***** TEXT PASSAGE
What if the future of an entire community could be rewritten not at a crowded border checkpoint in Dhubri, but at a silent desk in North Block? Nearly 1,700 kilometres away, in an air-conditioned room, a single notification quietly rewrites their legal existence. No debates in Parliament, no constitutional amendment, just an order by a bureaucratic signature shifting the rights of many. What sounds like a simple illustration, in reality, is the actual reflection of Assam’s present moment.

On 1 September 2025, the Union Ministry of Home Affairs has rescripted the promise of citizenship through an executive order named Immigration and Foreigners (Exemption) Order, 2025 (“2025 Order”). By minting the Immigration and Foreigners Act, 2025, under Section 3(e) of the Order, extended the cut-off date for entry under the Citizenship (Amendment) Act, 2019 from 31 December 2014 to 31 December 2024 i.e., by over a decade. Almost immediately, protests broke out across Assam, reviving the deep-rooted anxieties around “foreigners”. The All Assam Students’ Union (“AASU”) launched hunger strikes and district-level satyagrahas, decrying the order as a ‘betrayal’ of the Assam Accord. The Asom Gana Parishad (“ AGP”) has further claimed to move against this extension to the Apex Court.

To further understand this commotion, the article proceeds in three parts. Firstly, it traces the shifting constitutional statutory timelines of Indian Citizenship, from the Constitution’s 1948 cut-off to the Assam Accord’s 1971 exception, the CAA’s 2014 extension, and finally the 2025 Order. Secondly,it interrogates the constitutional limits of the powers of ‘derogation’ under Article 11 as well as the legislative competence of the Parliament, by revisiting the In Re: Section 6A judgment. And thirdly, it briefly considers whether such executive action may implicate the basic structure doctrine.

A Timeline of Shifting Cut-Offs

To begin with, the story of Indian citizenship has always been convoluted with shifting timelines. The constitution itself fixed the first and most important date, i.e. 19 July 1948. Under Article 5, 6 and 7, this date determined who would enter the Republic of India as a citizen at its birth i.e. jus soli, and who would be classified as having migrated after. This cut-off was a constitutional attempt and temporal embargo to stabilise the identity in the aftermath of the Partition. Unsurprisingly, the 1948 cut-off was one of the most debated clause in the constituent assembly debate led by K.M. Mushi and B. N. Rau.
**********
***** MATERIAL
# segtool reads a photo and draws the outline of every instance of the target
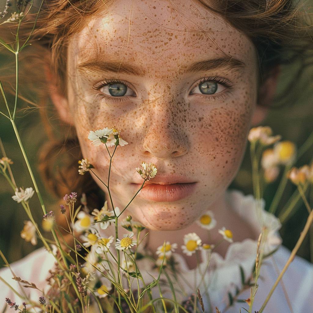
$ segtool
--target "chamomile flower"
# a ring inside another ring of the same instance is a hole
**********
STATED GOAL
Write the next part of the article on Assam's shifting citizenship cut-offs, picking up right after its final sentence.

RESPONSE
Yet, barely three decades later, Assam emerged as an exception to this constitutional certainty. Following years of agitation over undocumented migration from erstwhile East Pakistan, the Assam Accord of 1985 was adopted under the Rajiv Gandhi regime post the Nellie Massacre. This led to the enactment of Section 6A under the Citizenship Act, 1955 (“the Act”) through the 1985 Amendment, creating a region-specific regime unlike any other country. It recognised pre-1971 entrants as presumptively Indian, those between 1966-1971 as regularizable after ten years, and those entering post-1971 as illegal immigrants. For Assam, this was a victory carved out by blood and agitation, but one that would not survive for long.

The Citizenship (Amendment) Act, 2019 introduced yet another switch. The Parliament served persecuted minorities with a new chosen date of 31 December 2014, marking a significant departure from both the temporal nature of Part II of the constitution as well as the 1985 Accord’s promise leading to widespread violence against CAA beneficiaries in the State of Assam.

It is against this backdrop that the 2025 order creates the sharpest disjuncture yet, which shifts the cut-off dates for non-Muslims applicants to 31 December 2024, not through legislation, but through the signature of an Additional Secretary to the Government of India through the Immigration and Foreigners Act, 2025. The Assam Jatiya Parishad went ahead to call this extension “the biggest crime” committed against the Assamese People. This begs the question: Can the power to redefine the temporal boundaries of citizenship historically treated as an essential legislative function be exercised through delegated executive authority at all? To answer this, one must first turn to the constitutional text and trace how law-making authority over citizenship is structured within it.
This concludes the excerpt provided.